■ TASK LIST ■
**A.** Reproduce word for word the part of the Khalil Rza Uluturk biography that begins at the words "In January 1990, Khalil" and ends after "on the frontline.".
**B.** Recast part of the listing as a numbered list, beginning at the line that contains "Please mark the brown boot" and ending after the line that contains "(1210, 667)". Drop any blank lines and leave the pictures out.

■ EXCERPTED PASSAGE ■
----------------------------------------
Khalil Rza Uluturk (), (21 October 1932, Salyan – 22 June 1994, Baku) was an Azerbaijani poet.

Education and career
In 1954, he graduated from the Department of Journalism at Azerbaijan State University (currently Baku State University). He attended courses for two years studying Literature for Writers and Poets at the Institute of Literature named after Maxim Gorky. Upon graduation, he worked at Azerbaijani Woman magazine. Khalil Rza obtained his Doctor of Philology Sciences in 1985. From 1969 until his death, he worked at the Institute of Literature in Baku.

In January 1990, Khalil Rza was arrested as a leader of Azerbaijani National Movement against the Soviet Union and was imprisoned for 22 months in the notorious Lefortovo prison in Moscow. During the First Nagorno-Karabakh War, his son Tabriz was killed in fighting on the frontline.
----------------------------------------
■ AVAILABLE DATA ■
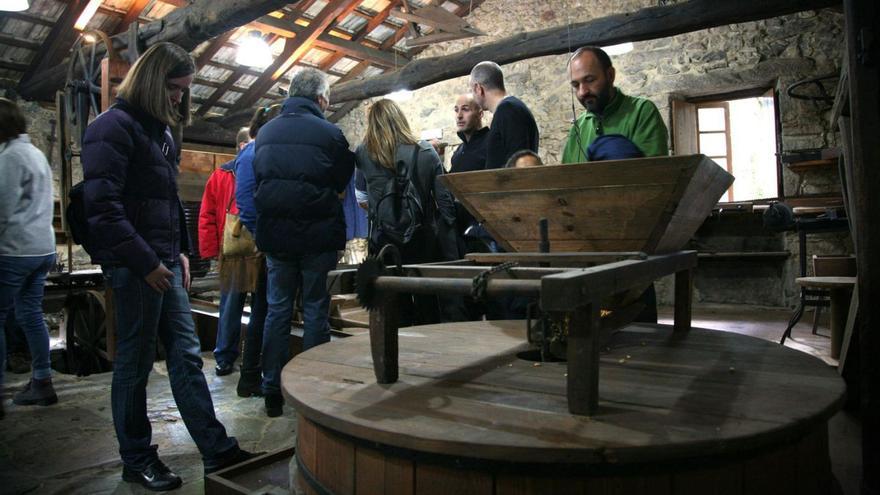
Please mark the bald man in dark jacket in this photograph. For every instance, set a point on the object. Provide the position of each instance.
(302, 164)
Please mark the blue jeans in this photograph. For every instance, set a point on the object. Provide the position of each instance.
(229, 327)
(22, 279)
(284, 280)
(143, 316)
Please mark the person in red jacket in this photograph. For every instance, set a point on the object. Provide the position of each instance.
(218, 197)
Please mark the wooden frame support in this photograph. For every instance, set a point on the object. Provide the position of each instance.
(577, 292)
(582, 380)
(684, 299)
(384, 320)
(644, 24)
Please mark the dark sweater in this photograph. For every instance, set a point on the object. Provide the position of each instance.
(130, 176)
(471, 154)
(302, 163)
(513, 129)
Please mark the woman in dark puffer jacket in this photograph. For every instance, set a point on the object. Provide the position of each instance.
(137, 231)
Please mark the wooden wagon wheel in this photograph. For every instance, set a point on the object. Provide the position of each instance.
(84, 326)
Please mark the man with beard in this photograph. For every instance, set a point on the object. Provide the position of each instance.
(609, 112)
(513, 125)
(471, 154)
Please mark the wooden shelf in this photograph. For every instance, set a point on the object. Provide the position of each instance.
(801, 167)
(748, 256)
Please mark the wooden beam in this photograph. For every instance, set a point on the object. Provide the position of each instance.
(294, 50)
(57, 44)
(861, 32)
(644, 24)
(232, 67)
(28, 17)
(10, 65)
(360, 51)
(227, 84)
(212, 49)
(199, 21)
(344, 110)
(132, 15)
(5, 39)
(353, 47)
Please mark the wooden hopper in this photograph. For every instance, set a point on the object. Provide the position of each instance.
(654, 205)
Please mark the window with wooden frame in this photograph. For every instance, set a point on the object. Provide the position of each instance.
(739, 132)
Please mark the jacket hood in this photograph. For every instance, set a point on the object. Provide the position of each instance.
(298, 104)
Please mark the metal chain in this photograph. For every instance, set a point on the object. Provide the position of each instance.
(481, 281)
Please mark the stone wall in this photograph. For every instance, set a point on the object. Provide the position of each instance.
(42, 129)
(771, 53)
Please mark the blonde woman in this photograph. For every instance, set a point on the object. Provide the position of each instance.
(138, 236)
(390, 152)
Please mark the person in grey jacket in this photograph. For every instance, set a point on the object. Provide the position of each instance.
(389, 147)
(27, 249)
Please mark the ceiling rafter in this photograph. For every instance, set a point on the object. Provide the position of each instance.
(132, 15)
(228, 83)
(57, 44)
(6, 39)
(300, 45)
(346, 108)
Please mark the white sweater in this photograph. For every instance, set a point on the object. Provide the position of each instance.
(26, 206)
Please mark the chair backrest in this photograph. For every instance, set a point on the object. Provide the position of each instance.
(834, 265)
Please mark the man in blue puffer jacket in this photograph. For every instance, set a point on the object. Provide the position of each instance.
(302, 164)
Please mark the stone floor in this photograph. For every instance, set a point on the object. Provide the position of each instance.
(70, 447)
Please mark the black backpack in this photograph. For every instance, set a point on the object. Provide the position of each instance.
(76, 215)
(399, 214)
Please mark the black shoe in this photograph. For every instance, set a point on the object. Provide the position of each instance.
(224, 462)
(249, 384)
(36, 393)
(224, 369)
(156, 477)
(274, 405)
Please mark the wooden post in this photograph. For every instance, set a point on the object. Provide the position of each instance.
(112, 73)
(583, 360)
(862, 19)
(684, 296)
(383, 337)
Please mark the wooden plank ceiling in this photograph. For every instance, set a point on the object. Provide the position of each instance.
(347, 39)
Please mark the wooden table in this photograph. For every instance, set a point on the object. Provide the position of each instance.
(841, 291)
(695, 413)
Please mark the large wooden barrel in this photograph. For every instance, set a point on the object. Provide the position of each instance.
(709, 412)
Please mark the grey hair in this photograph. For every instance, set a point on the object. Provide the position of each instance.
(309, 83)
(489, 75)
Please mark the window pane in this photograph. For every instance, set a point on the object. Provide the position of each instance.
(722, 162)
(714, 144)
(711, 119)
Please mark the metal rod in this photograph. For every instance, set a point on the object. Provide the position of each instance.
(457, 286)
(544, 244)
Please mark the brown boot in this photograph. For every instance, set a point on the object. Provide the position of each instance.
(36, 393)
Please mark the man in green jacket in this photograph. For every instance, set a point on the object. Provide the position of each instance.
(608, 110)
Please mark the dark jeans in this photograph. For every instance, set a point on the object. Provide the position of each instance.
(21, 286)
(143, 316)
(284, 279)
(229, 327)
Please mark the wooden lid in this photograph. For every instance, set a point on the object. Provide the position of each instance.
(827, 282)
(463, 392)
(653, 205)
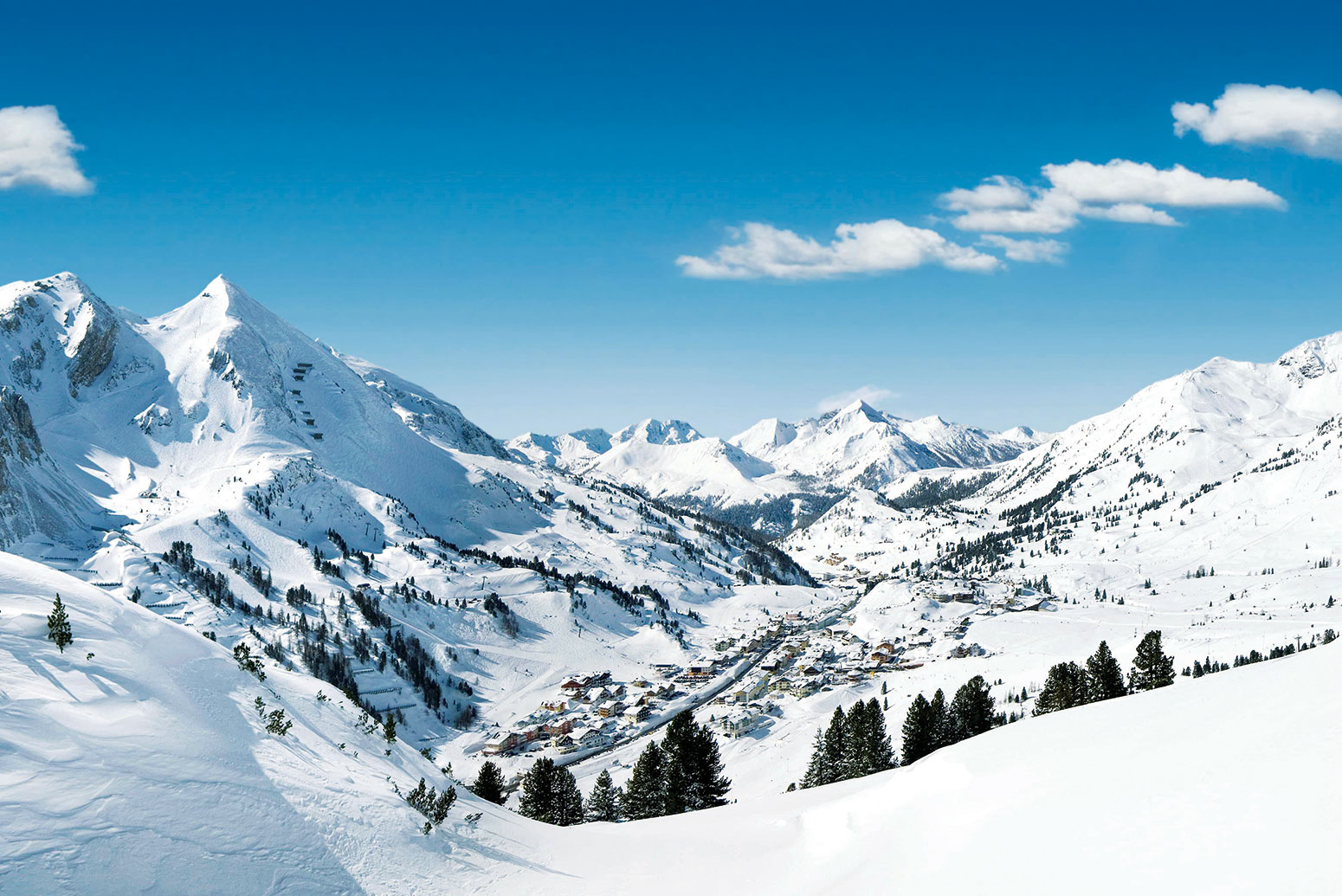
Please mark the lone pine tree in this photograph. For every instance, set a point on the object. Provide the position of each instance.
(58, 625)
(488, 783)
(917, 732)
(1103, 675)
(1152, 668)
(644, 793)
(604, 801)
(551, 795)
(973, 708)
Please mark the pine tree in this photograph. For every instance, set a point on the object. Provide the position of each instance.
(488, 783)
(551, 795)
(644, 795)
(1066, 687)
(1103, 675)
(875, 754)
(692, 768)
(1152, 668)
(604, 800)
(819, 771)
(58, 625)
(568, 800)
(835, 739)
(973, 708)
(942, 734)
(917, 732)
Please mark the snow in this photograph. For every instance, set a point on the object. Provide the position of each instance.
(166, 783)
(122, 435)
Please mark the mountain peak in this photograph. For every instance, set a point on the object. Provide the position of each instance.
(658, 432)
(220, 303)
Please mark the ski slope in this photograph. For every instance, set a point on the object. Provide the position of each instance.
(145, 769)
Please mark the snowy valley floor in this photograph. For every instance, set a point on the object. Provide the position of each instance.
(144, 769)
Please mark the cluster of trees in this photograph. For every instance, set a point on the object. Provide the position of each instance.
(853, 746)
(255, 576)
(1071, 684)
(551, 795)
(682, 773)
(431, 803)
(212, 585)
(502, 612)
(932, 725)
(1210, 667)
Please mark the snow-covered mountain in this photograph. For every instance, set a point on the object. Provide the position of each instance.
(170, 783)
(1232, 466)
(859, 446)
(247, 486)
(236, 475)
(775, 475)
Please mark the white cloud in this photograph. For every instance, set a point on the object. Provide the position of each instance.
(876, 247)
(868, 393)
(1048, 212)
(36, 149)
(1130, 214)
(1118, 190)
(1300, 119)
(1124, 181)
(1049, 251)
(995, 192)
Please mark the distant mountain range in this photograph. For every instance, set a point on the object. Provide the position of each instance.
(775, 475)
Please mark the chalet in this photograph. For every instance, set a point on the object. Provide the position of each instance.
(558, 727)
(610, 708)
(742, 723)
(502, 742)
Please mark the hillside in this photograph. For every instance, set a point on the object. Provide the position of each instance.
(773, 476)
(168, 783)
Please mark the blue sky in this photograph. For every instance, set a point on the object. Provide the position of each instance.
(493, 202)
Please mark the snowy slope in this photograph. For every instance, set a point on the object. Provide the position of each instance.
(1202, 791)
(286, 466)
(170, 783)
(861, 446)
(773, 475)
(1231, 466)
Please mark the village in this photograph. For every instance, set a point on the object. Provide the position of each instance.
(748, 676)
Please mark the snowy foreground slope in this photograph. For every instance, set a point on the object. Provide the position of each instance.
(145, 769)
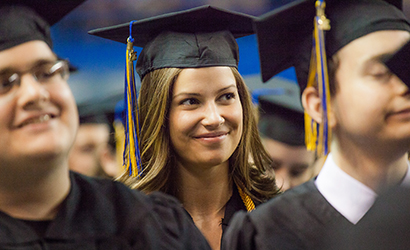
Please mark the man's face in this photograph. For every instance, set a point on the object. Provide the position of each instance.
(371, 105)
(38, 119)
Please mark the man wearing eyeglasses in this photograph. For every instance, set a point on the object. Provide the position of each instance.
(42, 204)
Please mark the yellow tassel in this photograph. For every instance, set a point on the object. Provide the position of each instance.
(246, 200)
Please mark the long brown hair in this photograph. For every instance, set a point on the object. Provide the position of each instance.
(248, 164)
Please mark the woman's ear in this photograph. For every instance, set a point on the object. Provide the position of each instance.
(312, 103)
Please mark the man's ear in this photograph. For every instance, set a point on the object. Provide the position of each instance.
(312, 103)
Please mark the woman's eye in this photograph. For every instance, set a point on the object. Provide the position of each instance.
(190, 101)
(228, 96)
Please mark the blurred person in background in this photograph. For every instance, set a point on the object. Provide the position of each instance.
(93, 152)
(283, 134)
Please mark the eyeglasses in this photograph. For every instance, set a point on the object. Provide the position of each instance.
(43, 73)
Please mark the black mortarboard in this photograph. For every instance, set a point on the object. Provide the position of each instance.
(198, 37)
(399, 64)
(285, 34)
(27, 20)
(99, 110)
(281, 121)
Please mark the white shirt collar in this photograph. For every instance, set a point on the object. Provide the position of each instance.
(347, 195)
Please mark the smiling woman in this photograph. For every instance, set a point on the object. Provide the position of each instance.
(198, 135)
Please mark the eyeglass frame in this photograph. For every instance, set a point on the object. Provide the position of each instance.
(55, 67)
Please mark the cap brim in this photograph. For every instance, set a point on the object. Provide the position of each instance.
(399, 64)
(51, 11)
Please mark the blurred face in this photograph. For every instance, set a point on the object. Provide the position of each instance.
(91, 142)
(37, 120)
(371, 102)
(205, 120)
(292, 164)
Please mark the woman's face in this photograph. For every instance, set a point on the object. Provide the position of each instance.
(205, 118)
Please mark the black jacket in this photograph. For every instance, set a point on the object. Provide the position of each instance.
(103, 214)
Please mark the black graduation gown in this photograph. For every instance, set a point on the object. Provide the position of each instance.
(300, 218)
(103, 214)
(385, 226)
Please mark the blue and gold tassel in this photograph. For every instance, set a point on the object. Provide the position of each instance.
(318, 135)
(131, 156)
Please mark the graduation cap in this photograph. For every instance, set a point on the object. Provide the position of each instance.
(280, 121)
(287, 36)
(27, 20)
(194, 38)
(399, 64)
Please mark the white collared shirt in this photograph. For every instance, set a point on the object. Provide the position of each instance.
(348, 196)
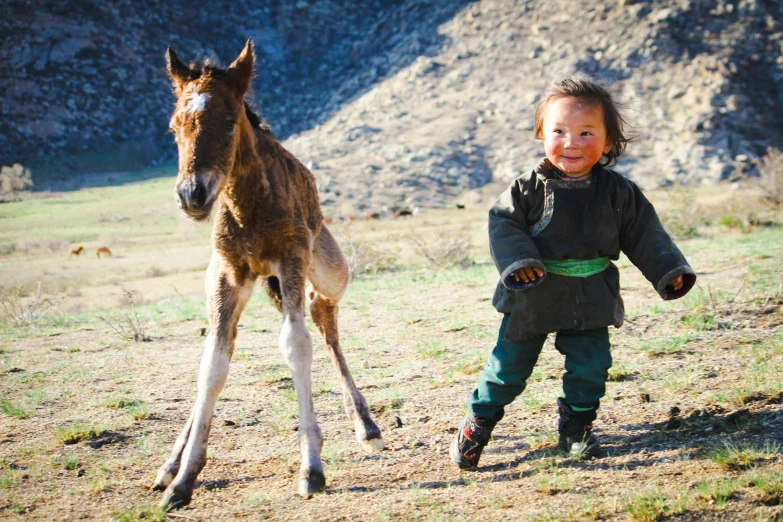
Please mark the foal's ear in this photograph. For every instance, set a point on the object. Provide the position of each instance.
(241, 71)
(178, 71)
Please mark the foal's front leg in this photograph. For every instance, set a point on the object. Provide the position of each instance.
(226, 298)
(297, 348)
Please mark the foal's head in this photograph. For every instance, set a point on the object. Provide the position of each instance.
(210, 106)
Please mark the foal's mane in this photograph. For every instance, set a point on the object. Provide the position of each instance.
(208, 70)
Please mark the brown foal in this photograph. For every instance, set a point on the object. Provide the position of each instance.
(267, 226)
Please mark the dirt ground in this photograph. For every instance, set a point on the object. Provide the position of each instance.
(691, 422)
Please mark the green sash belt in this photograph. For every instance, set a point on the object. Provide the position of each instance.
(577, 267)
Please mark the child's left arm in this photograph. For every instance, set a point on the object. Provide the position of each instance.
(649, 247)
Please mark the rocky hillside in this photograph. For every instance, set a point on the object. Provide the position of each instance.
(405, 103)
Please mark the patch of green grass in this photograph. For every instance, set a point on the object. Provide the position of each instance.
(678, 381)
(77, 432)
(554, 479)
(718, 491)
(769, 483)
(665, 346)
(275, 373)
(470, 368)
(146, 513)
(29, 377)
(12, 410)
(9, 479)
(431, 350)
(69, 462)
(739, 455)
(141, 412)
(653, 504)
(620, 373)
(117, 403)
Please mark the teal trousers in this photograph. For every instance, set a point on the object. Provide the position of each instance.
(504, 377)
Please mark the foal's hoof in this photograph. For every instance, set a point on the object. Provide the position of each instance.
(175, 498)
(162, 481)
(311, 482)
(372, 445)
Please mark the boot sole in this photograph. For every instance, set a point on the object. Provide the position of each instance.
(457, 458)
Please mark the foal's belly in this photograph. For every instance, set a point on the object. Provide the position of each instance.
(264, 268)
----------------------------------------
■ EXPECTED RESPONSES ■
**A.**
In January 1990, Khalil Rza was arrested as a leader of Azerbaijani National Movement against the Soviet Union and was imprisoned for 22 months in the notorious Lefortovo prison in Moscow. During the First Nagorno-Karabakh War, his son Tabriz was killed in fighting on the frontline.

**B.**
1. Please mark the brown boot in this photograph. For every instance, set a point on the object. Provide the position of each instance.
2. (36, 393)
3. Please mark the man in green jacket in this photograph. For every instance, set a point on the object. Provide the position of each instance.
4. (608, 110)
5. Please mark the dark jeans in this photograph. For every instance, set a point on the object. Provide the position of each instance.
6. (21, 286)
7. (143, 316)
8. (284, 279)
9. (229, 327)
10. Please mark the wooden lid in this photograph. For every instance, set a point on the object. Provide the position of each instance.
11. (827, 282)
12. (463, 392)
13. (653, 205)
14. Please mark the lone pine tree in this photograph. For every instance, set a point on the object. Provide the position of each instance.
15. (58, 625)
16. (488, 783)
17. (917, 732)
18. (1103, 675)
19. (1152, 668)
20. (644, 793)
21. (604, 801)
22. (551, 795)
23. (973, 708)
24. Please mark the pine tree in this photograph. For every instance, set a point on the object. Provide the position of each instance.
25. (488, 783)
26. (551, 795)
27. (644, 795)
28. (1066, 687)
29. (1103, 675)
30. (875, 754)
31. (692, 768)
32. (1152, 668)
33. (604, 800)
34. (819, 771)
35. (58, 625)
36. (568, 800)
37. (835, 739)
38. (973, 708)
39. (942, 734)
40. (917, 732)
41. Please mark the snow in this photograph. For every instance, set a point on the object. Provide the position of each instance.
42. (166, 783)
43. (122, 435)
44. Please mark the mountain peak in this photograph. For every instance, set a point on the object. Provide the position of each instance.
45. (658, 432)
46. (220, 303)
47. Please mark the ski slope in this photograph. For every instance, set a point on the object. Provide the position of each instance.
48. (145, 769)
49. Please mark the snowy valley floor in this photograph. For every instance, set a point on the object. Provide the position of each instance.
50. (144, 769)
51. Please mark the cluster of trees in this photograph. For every instance, set a point on the object. Provide the position of each instance.
52. (853, 746)
53. (255, 576)
54. (1071, 684)
55. (551, 795)
56. (682, 773)
57. (431, 803)
58. (212, 585)
59. (502, 612)
60. (932, 725)
61. (1210, 667)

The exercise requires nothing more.